Excerpted passage:
━━━━
Veterinary organisations have broadly welcomed the Competition and Markets Authority’s final reforms for the sector, with responses from across the profession largely supportive of the package’s focus on transparency, consumer information and Veterinary Surgeons Act reform.

The main note of caution came from the RCVS, which said it had concerns about proposals around publishing anti-parasitic medicine prices and about recommended changes to the College’s governance structure.

The Society of Practising Veterinary Surgeons (SPVS) also warned the package would bring significant operational and commercial consequences for practices, echoing an earlier VetSurgeon.org analysis that suggested implementation could cost some practices several thousand pounds.

Elsewhere, the BVA, BVNA and BSAVA all backed the measures proposed by the CMA, and the PDSA welcomed the exemption for charities.

However, whilst greater transparency is undoubtedly a good thing, there are reasons to doubt how much difference some of the CMA’s measures will make in practice.

A price comparison website may make fees for commoditised services easier to compare, but it cannot capture the qualities that many owners actually choose a vet for: judgement, experience, bedside manner and clinical philosophy.
━━━━
Listed entries:
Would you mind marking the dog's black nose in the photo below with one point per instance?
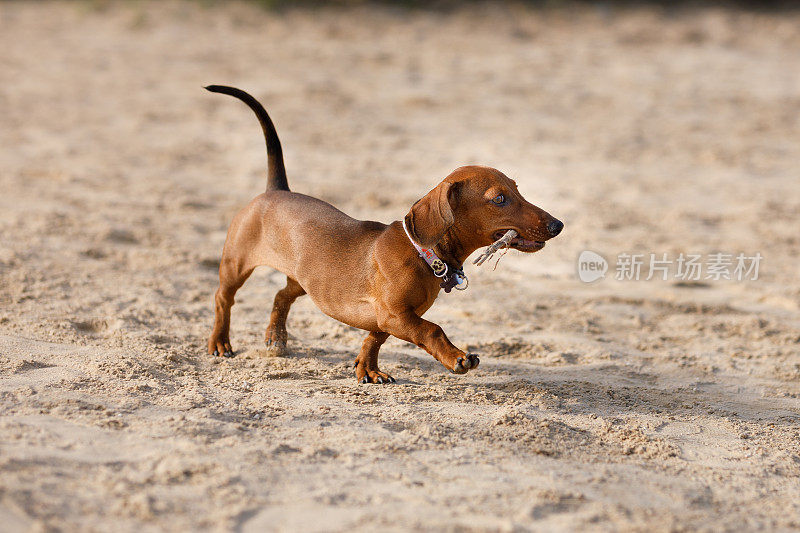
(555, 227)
━━━━
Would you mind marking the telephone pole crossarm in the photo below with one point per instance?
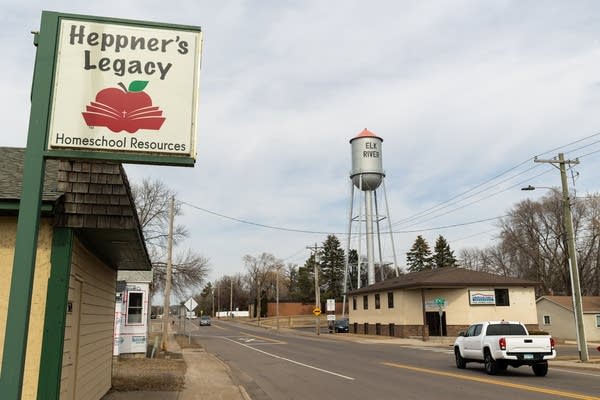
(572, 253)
━━━━
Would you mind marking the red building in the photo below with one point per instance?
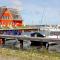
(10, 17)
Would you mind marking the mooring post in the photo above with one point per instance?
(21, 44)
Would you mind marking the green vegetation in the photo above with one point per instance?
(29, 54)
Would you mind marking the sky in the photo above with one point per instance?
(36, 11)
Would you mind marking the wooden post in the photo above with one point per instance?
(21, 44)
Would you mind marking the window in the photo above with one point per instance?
━━━━
What is needed:
Carry on the article about the veterinary profession's response to the Competition and Markets Authority's final reforms, picking up after its final sentence.

Reply:
A tool that judges veterinary services primarily on price risks devaluing precisely those aspects of care.

The bigger difficulty is that the reforms focus mainly on transparency, not on the other underlying drivers of cost.

Veterinary medicine has become steadily more sophisticated and expensive, shaped by scientific progress, vets’ understandable desire to do the best possible for the patient in front of them, regulatory expectations, pet insurance, commercial pressures, and society’s changing tolerance of risk.

Until the profession is willing to confront the question of whether modern veterinary medicine is too often presenting clients with levels of investigation and treatment that they cannot afford, or that cost more than they believe it is right to spend on a pet animal, transparency measures alone will not make the controversy disappear. 

Without addressing that deeper issue, the negative headlines are unlikely to go away.